> _Teks Bacaan_:
- - - - - - -
17 Okt 2014

SEJARAH TARI TOPENG CIREBON

Tari topeng di Jawa sudah ada sebelum adanya pengaruh Hindu di Indonesia atau disebut era animistik. Tari topeng dipakai untuk pengobatan dan pemujaan kepada leluhur. Tari topeng dianggap sebagai sarana pemanggilah roh2 nenek moyang yang baik oleh para shaman (dukun) .

Dalam Negarakertagama dan Paraton, Hayam Wuruk (1350-1389)  membawakan tari topeng emas sebagai pemujaan kepada Sang Hyang Tunggal atau Sang Hyang Puspasharira untuk mengenang neneknya Sri Rajapatni. Tari topeng Emas adalah tari Panji dan dipersembahkan untuk para perempuan-perempuan istana. Tarian ini lalu diwarisi ke raja-raja selanjutnya sebagai makna kewibawaan serta bakti seorang Raja kepada amanat Tuhannya. Bahkan raden Fatah dari Demak juga kemudian ikut menarikan tari Panji dan Kelana.

Pada literatur lain disebutkan bahwa keberadaan topeng telah dikenal semenjak zaman kerajaan tertua di Jatim yaitu kerajaan Gajayana (760 Masehi) yang berlokasi di sekitar kota Malang. Tepatnya, kesenian ini telah muncul sejak zaman Mpu Sendok. Saat itu, topeng pertama terbuat dari emas, dikenal dengan istilah Puspo Sariro (bunga dari hati yang paling dalam) dan merupakan simbol pemujaan Raja Gajayana terhadap arwah ayahandanya, Dewa Sima.


Tari topeng Panji terinspirasi dari kisah Raden Panji Asmarabangun dan dewi sekartaji pada karya sastra era kerajaan kediri. Tarian ini diciptakan secara penokohan dan ada juga yang sebagai perlambang keTuhanan. Tidak hanya tari topeng Panji, namun tari topeng Klana juga mengambil dari cerita Raden Panji. Ia adalah Raja Klana Sewandana yang jatuh cinta kepada dewi Sekartaji. Raja Klana ini merupakan perlambang dari Rahwana.

Tari Panji dan tari  Klana lalu berkembang ke negeri-negeri sahabat dan tundukan Majapahit lewat jalur laut dan darat. Pada jalur darat, banyak yang menafsirkan tari topeng disebarkan sekedar untuk ngamen. Namun dalam kitab Negarakertagama, Majapahit memerintahkan para pendeta atau resi SiwaWisnu untuk menyebarkan agama ke penjuru wilayah Majapahit yang kemungkinannya lewat jalur darat. Dan tari topeng merupakan salah satu kesenian yang bersifat keHinduan pada masa itu yang kemungkinannya juga dibawakan oleh para pendeta atau resi.
- - - - - - -
> _Entri Dataset_:
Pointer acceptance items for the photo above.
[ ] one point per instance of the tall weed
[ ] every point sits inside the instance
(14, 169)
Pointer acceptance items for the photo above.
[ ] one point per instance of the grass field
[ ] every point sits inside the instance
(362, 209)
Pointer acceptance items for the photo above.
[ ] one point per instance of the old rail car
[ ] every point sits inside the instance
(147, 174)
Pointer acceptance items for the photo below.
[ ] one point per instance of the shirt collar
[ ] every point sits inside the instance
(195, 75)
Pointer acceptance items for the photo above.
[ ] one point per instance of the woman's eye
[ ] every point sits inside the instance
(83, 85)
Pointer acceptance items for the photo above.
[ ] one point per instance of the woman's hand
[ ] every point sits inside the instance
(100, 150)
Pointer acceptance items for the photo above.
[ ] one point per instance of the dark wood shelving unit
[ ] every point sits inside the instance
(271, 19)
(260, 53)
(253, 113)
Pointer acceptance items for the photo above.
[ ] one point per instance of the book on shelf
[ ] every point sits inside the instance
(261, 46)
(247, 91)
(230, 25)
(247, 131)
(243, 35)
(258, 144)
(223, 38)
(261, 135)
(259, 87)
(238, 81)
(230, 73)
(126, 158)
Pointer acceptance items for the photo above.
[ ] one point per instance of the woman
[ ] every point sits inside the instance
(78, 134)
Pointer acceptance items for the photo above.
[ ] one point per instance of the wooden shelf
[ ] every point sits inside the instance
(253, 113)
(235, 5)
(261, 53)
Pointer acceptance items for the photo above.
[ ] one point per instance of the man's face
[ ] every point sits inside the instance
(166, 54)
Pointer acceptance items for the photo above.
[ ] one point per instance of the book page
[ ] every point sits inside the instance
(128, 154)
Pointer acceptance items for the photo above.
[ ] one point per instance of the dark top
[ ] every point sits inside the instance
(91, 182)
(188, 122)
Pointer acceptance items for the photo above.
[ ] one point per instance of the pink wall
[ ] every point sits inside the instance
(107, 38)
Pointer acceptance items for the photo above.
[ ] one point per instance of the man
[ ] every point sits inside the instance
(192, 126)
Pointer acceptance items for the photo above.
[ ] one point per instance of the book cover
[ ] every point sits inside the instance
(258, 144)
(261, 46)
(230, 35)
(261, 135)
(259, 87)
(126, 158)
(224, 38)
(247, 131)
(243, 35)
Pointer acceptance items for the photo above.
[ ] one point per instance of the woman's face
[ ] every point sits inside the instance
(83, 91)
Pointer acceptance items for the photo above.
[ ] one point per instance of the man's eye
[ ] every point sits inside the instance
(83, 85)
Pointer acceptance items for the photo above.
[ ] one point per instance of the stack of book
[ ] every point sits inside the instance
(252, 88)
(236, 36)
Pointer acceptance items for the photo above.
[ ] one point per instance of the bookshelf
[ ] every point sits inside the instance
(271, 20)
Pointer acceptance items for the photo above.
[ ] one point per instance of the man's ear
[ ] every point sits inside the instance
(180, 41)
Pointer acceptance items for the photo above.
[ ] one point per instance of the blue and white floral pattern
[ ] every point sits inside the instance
- - - - - - -
> _Soal Latihan_: Kembalikan tanpa perubahan bagian teks tentang sejarah tari topeng yang dibuka dengan kata-kata berisi "Tari topeng Panji terinspirasi" dan ditutup dengan "perlambang dari Rahwana.".

> _Hasil Latihan_:
Tari topeng Panji terinspirasi dari kisah Raden Panji Asmarabangun dan dewi sekartaji pada karya sastra era kerajaan kediri. Tarian ini diciptakan secara penokohan dan ada juga yang sebagai perlambang keTuhanan. Tidak hanya tari topeng Panji, namun tari topeng Klana juga mengambil dari cerita Raden Panji. Ia adalah Raja Klana Sewandana yang jatuh cinta kepada dewi Sekartaji. Raja Klana ini merupakan perlambang dari Rahwana.